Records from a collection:
Content starts
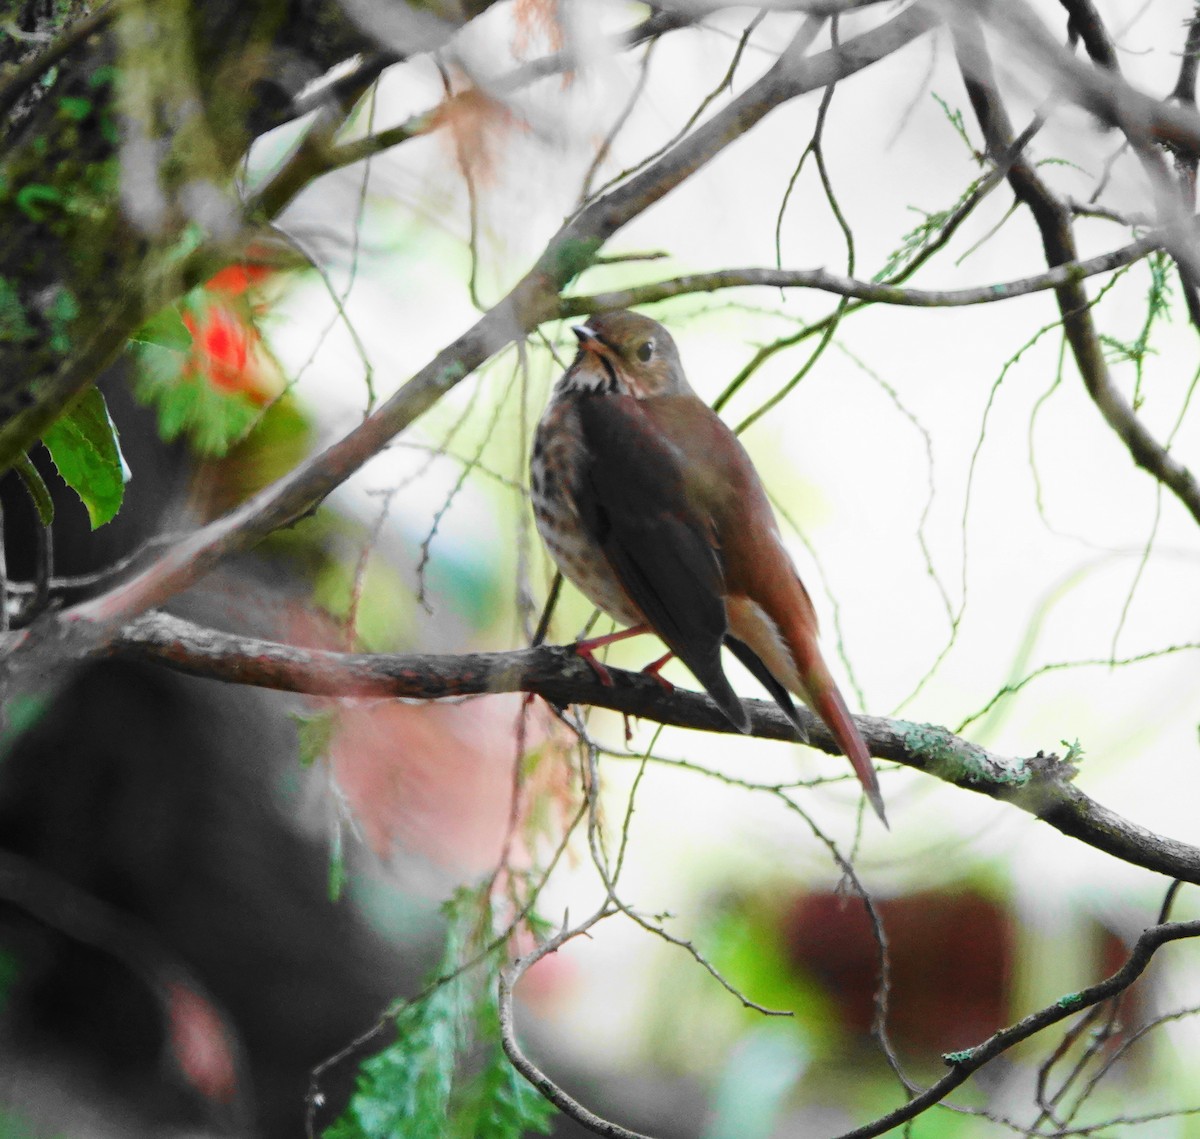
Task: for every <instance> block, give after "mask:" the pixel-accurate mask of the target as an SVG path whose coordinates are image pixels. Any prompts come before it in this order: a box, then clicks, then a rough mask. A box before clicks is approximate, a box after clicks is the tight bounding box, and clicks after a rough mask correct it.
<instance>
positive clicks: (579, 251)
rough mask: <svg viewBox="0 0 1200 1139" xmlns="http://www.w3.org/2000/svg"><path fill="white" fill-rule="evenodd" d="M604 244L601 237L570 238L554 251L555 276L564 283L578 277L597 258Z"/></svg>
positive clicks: (564, 241)
mask: <svg viewBox="0 0 1200 1139" xmlns="http://www.w3.org/2000/svg"><path fill="white" fill-rule="evenodd" d="M602 245H604V241H602V240H601V239H600V238H568V239H566V240H565V241H563V244H562V245H560V246H559V247H558V248H557V250H556V251H554V263H553V269H552V271H553V274H554V277H556V278H557V280H558V281H560V282H562V283H563V284H565V283H566V282H568V281H570V280H572V278H574V277H577V276H578V275H580V274H581V272H583V270H584V269H587V268H588V266H589V265H590V264H592V262H593V260H595V256H596V253H599V252H600V248H601V246H602Z"/></svg>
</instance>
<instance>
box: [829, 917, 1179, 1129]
mask: <svg viewBox="0 0 1200 1139" xmlns="http://www.w3.org/2000/svg"><path fill="white" fill-rule="evenodd" d="M1196 936H1200V922H1176V923H1172V924H1168V925H1152V927H1151V928H1150V929H1147V930H1144V931H1142V935H1141V936H1140V937H1139V939H1138V942H1136V943H1135V945H1134V947H1133V952H1132V953H1130V954H1129V958H1128V959H1127V960H1126V963H1124V965H1122V966H1121V969H1118V970H1117V971H1116V972H1115V973H1112V976H1110V977H1108V978H1105V979H1104V981H1102V982H1099V983H1098V984H1094V985H1091V987H1090V988H1087V989H1084V990H1082V991H1080V993H1069V994H1067V995H1066V996H1061V997H1060V999H1058V1000H1057V1001H1055V1002H1054V1005H1049V1006H1046V1007H1045V1008H1042V1009H1038V1012H1036V1013H1030V1015H1028V1017H1025V1018H1024V1019H1021V1020H1019V1021H1018V1023H1016V1024H1014V1025H1010V1026H1009V1027H1007V1029H1001V1031H1000V1032H997V1033H995V1035H994V1036H990V1037H988V1039H986V1041H984V1042H983V1043H982V1044H977V1045H976V1047H974V1048H967V1049H965V1050H962V1051H958V1053H949V1054H947V1055H946V1056H943V1057H942V1059H943V1060H944V1061H946V1063H948V1065H949V1066H950V1072H949V1073H948V1074H947V1075H943V1077H942V1078H941V1079H940V1080H937V1083H935V1084H932V1085H931V1086H930V1087H928V1089H926V1090H925V1091H923V1092H922V1093H920V1095H918V1096H914V1097H913V1098H912V1099H910V1101H908V1102H907V1103H906V1104H904V1105H901V1107H899V1108H896V1109H895V1110H894V1111H889V1113H888V1114H887V1115H884V1116H881V1117H880V1119H877V1120H875V1121H874V1122H871V1123H866V1125H865V1126H864V1127H856V1128H854V1129H853V1131H848V1132H845V1133H844V1134H841V1135H839V1137H838V1139H874V1137H875V1135H882V1134H884V1133H886V1132H888V1131H892V1128H894V1127H898V1126H900V1125H901V1123H904V1122H906V1121H908V1120H911V1119H916V1117H917V1116H918V1115H920V1114H922V1113H923V1111H925V1110H926V1109H928V1108H930V1107H931V1105H932V1104H935V1103H940V1102H941V1101H942V1099H944V1098H946V1097H947V1096H948V1095H949V1093H950V1092H952V1091H954V1089H955V1087H959V1086H961V1085H962V1084H965V1083H966V1081H967V1080H968V1079H970V1078H971V1075H973V1074H974V1073H976V1072H978V1071H979V1069H980V1068H982V1067H984V1065H986V1063H990V1062H991V1061H992V1060H995V1059H996V1057H997V1056H1000V1055H1001V1054H1003V1053H1006V1051H1008V1049H1010V1048H1013V1047H1014V1045H1015V1044H1019V1043H1021V1041H1027V1039H1028V1038H1030V1037H1031V1036H1034V1035H1036V1033H1038V1032H1040V1031H1042V1030H1043V1029H1048V1027H1050V1025H1052V1024H1057V1023H1058V1021H1060V1020H1066V1019H1067V1018H1068V1017H1072V1015H1074V1014H1075V1013H1078V1012H1080V1011H1081V1009H1085V1008H1091V1007H1092V1006H1093V1005H1097V1003H1099V1002H1100V1001H1105V1000H1108V999H1109V997H1111V996H1116V995H1117V994H1118V993H1123V991H1124V990H1126V989H1128V988H1129V985H1132V984H1133V983H1134V982H1135V981H1136V979H1138V978H1139V977H1140V976H1141V975H1142V973H1144V972H1145V970H1146V966H1147V965H1148V964H1150V961H1151V958H1153V955H1154V953H1156V952H1157V951H1158V949H1159V948H1160V947H1162V946H1164V945H1166V943H1168V942H1171V941H1181V940H1183V939H1186V937H1196Z"/></svg>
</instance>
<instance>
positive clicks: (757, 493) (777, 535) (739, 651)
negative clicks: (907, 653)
mask: <svg viewBox="0 0 1200 1139" xmlns="http://www.w3.org/2000/svg"><path fill="white" fill-rule="evenodd" d="M574 331H575V335H576V336H577V337H578V341H580V350H578V353H577V354H576V356H575V360H574V361H572V364H571V366H570V367H569V368H568V370H566V372H565V373H564V376H563V378H562V379H559V382H558V384H557V385H556V386H554V392H553V396H552V397H551V401H550V406H548V407H547V408H546V412H545V414H544V415H542V418H541V422H540V424H539V425H538V433H536V436H535V438H534V444H533V463H532V472H530V473H532V490H533V506H534V515H535V518H536V522H538V530H539V532H540V534H541V536H542V540H544V541H545V542H546V546H547V547H548V548H550V553H551V556H552V557H553V559H554V562H556V563H557V564H558V568H559V569H560V570H562V571H563V574H564V575H565V576H566V577H568V579H570V580H571V581H572V582H575V585H576V586H577V587H578V588H580V591H581V592H582V593H583V594H584V595H586V597H587V598H588V599H589V600H592V601H593V603H595V604H596V605H599V606H600V609H602V610H604V611H605V612H606V613H608V615H610V616H611V617H613V618H616V619H617V621H618V622H620V623H622V624H625V625H631V627H635V629H636V630H637V631H643V630H649V631H652V633H655V634H658V636H660V637H661V639H662V640H664V641H665V642H666V645H667V647H668V648H670V649H671V651H672V652H673V653H674V654H676V655H677V657H678V658H679V659H680V660H682V661H683V663H684V664H685V665H686V666H688V667H689V669H690V670H691V671H692V672H694V673H695V676H696V679H698V681H700V683H701V684H703V687H704V689H706V690H707V691H708V695H709V696H710V697H712V699H713V701H714V702H715V703H716V706H718V707H719V708H720V709H721V712H724V713H725V715H726V717H727V718H728V719H730V721H731V723H732V724H733V725H734V726H736V727H738V729H739V730H740V731H749V727H750V719H749V717H748V715H746V712H745V708H744V707H743V706H742V701H740V700H739V699H738V696H737V694H736V693H734V691H733V689H732V688H731V687H730V682H728V679H726V676H725V671H724V669H722V667H721V647H722V646H727V647H728V648H730V649H731V651H732V652H733V654H734V655H736V657H737V658H738V659H739V660H740V661H742V663H743V664H744V665H745V666H746V667H748V669H749V671H750V672H751V673H752V675H754V676H755V677H756V678H757V679H758V681H760V682H761V683H762V684H763V687H764V688H766V689H767V690H768V691H769V693H770V695H772V696H773V697H774V699H775V701H776V702H778V703H779V706H780V707H781V708H782V709H784V712H785V713H786V714H787V715H788V718H790V719H791V720H792V721H793V723H794V724H796V726H797V729H798V730H799V731H800V732H802V735H803V726H802V725H800V723H799V720H798V717H797V714H796V707H794V705H793V703H792V700H791V697H790V695H788V694H790V693H794V694H796V695H797V696H799V697H800V699H802V700H803V701H804V702H805V703H806V705H809V707H811V708H812V711H814V712H816V713H817V715H820V717H821V718H822V719H823V720H824V721H826V724H827V725H828V727H829V731H830V732H833V736H834V738H835V739H836V741H838V743H839V744H840V745H841V749H842V750H844V751H845V753H846V755H847V756H848V757H850V761H851V763H852V765H853V767H854V772H856V773H857V775H858V779H859V781H860V783H862V784H863V789H864V790H865V791H866V796H868V798H869V799H870V802H871V805H872V807H874V808H875V811H876V814H878V816H880V819H883V820H884V822H886V821H887V820H886V819H884V814H883V798H882V796H881V795H880V785H878V780H877V778H876V774H875V768H874V767H872V766H871V760H870V754H869V753H868V750H866V745H865V744H864V743H863V738H862V736H860V735H859V733H858V729H857V727H856V726H854V721H853V720H852V719H851V717H850V713H848V712H847V709H846V703H845V701H844V700H842V697H841V694H840V693H839V691H838V687H836V685H835V684H834V681H833V677H832V676H830V675H829V670H828V669H827V667H826V663H824V661H823V660H822V659H821V653H820V651H818V648H817V619H816V613H815V612H814V609H812V603H811V600H810V599H809V595H808V593H806V592H805V589H804V586H803V585H802V583H800V579H799V577H798V576H797V573H796V569H794V566H793V565H792V562H791V558H788V556H787V552H786V551H785V548H784V544H782V540H781V539H780V534H779V524H778V523H776V521H775V515H774V511H773V510H772V508H770V503H769V502H768V500H767V494H766V492H764V491H763V487H762V482H761V480H760V479H758V474H757V472H756V470H755V469H754V464H752V463H751V462H750V456H749V455H746V452H745V449H744V448H743V446H742V444H740V443H739V442H738V439H737V436H734V434H733V432H732V431H730V428H728V427H726V426H725V424H724V422H722V421H721V420H720V419H719V418H718V415H716V414H715V413H714V412H713V410H712V409H710V408H709V407H708V406H707V404H706V403H704V402H703V401H702V400H701V398H700V397H698V396H697V395H696V392H695V391H692V389H691V385H690V384H689V383H688V379H686V377H685V376H684V372H683V365H682V364H680V361H679V352H678V349H677V348H676V346H674V341H673V340H672V338H671V336H670V334H668V332H667V330H666V329H665V328H662V325H661V324H659V323H658V322H656V320H652V319H649V318H648V317H643V316H640V314H638V313H636V312H607V313H602V314H600V316H595V317H593V318H592V319H590V320H589V322H588V323H587V324H581V325H577V326H576V328H575V330H574ZM618 636H620V634H618ZM601 640H607V639H601ZM595 645H596V642H580V646H578V648H580V651H581V653H582V654H584V655H586V657H590V649H592V648H594V647H595Z"/></svg>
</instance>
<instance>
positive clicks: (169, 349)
mask: <svg viewBox="0 0 1200 1139" xmlns="http://www.w3.org/2000/svg"><path fill="white" fill-rule="evenodd" d="M186 331H187V330H186V329H185V332H186ZM132 348H133V353H134V356H136V359H137V364H138V377H137V380H136V383H134V386H133V395H134V397H136V398H137V400H138V402H140V403H144V404H148V406H154V407H155V409H156V410H157V413H158V433H160V434H161V436H162V437H163V439H166V440H167V442H168V443H169V442H170V440H172V439H174V438H178V437H179V436H180V434H186V436H187V440H188V443H191V445H192V448H193V449H194V450H196V451H197V452H198V454H200V455H209V456H212V457H216V458H220V457H221V456H222V455H224V454H226V451H228V450H229V446H230V444H233V443H235V442H236V440H238V439H240V438H242V436H245V433H246V432H247V431H248V430H250V427H251V426H252V425H253V424H254V421H256V420H257V419H258V416H259V408H258V407H257V406H256V404H254V402H253V401H252V400H251V398H250V397H248V396H246V395H245V394H242V392H240V391H218V390H216V389H215V388H214V386H212V385H211V384H210V383H209V382H208V380H206V379H205V378H204V377H203V376H197V374H194V373H192V372H190V371H188V368H187V361H188V356H187V354H186V353H184V352H179V350H178V349H175V348H168V347H164V346H163V344H161V343H156V342H152V341H149V340H146V341H136V342H133V344H132Z"/></svg>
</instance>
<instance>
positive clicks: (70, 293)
mask: <svg viewBox="0 0 1200 1139" xmlns="http://www.w3.org/2000/svg"><path fill="white" fill-rule="evenodd" d="M78 316H79V302H78V301H77V300H76V299H74V295H73V294H72V292H71V289H68V288H67V287H66V286H65V284H62V286H59V288H58V290H56V292H55V293H54V296H53V298H52V299H50V302H49V305H48V306H47V308H46V319H47V320H48V322H49V324H50V348H52V349H54V352H56V353H58V354H59V355H66V354H67V353H68V352H70V350H71V332H70V325H71V324H72V323H73V322H74V319H76V318H77V317H78Z"/></svg>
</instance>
Content ends
*What to do*: Each line from the one holding "positive clicks: (70, 293)" through the last line of the data is to be transcribed exactly, with nothing else added.

*Your response*:
positive clicks: (70, 293)
mask: <svg viewBox="0 0 1200 1139" xmlns="http://www.w3.org/2000/svg"><path fill="white" fill-rule="evenodd" d="M78 316H79V302H78V301H77V300H76V299H74V295H73V294H72V292H71V289H68V288H67V287H66V286H65V284H62V286H59V288H58V290H56V292H55V293H54V296H53V298H52V299H50V302H49V305H48V306H47V308H46V319H47V320H48V322H49V324H50V348H52V349H54V352H56V353H58V354H59V355H66V354H67V353H68V352H70V350H71V332H70V325H71V324H72V323H73V322H74V319H76V318H77V317H78Z"/></svg>
</instance>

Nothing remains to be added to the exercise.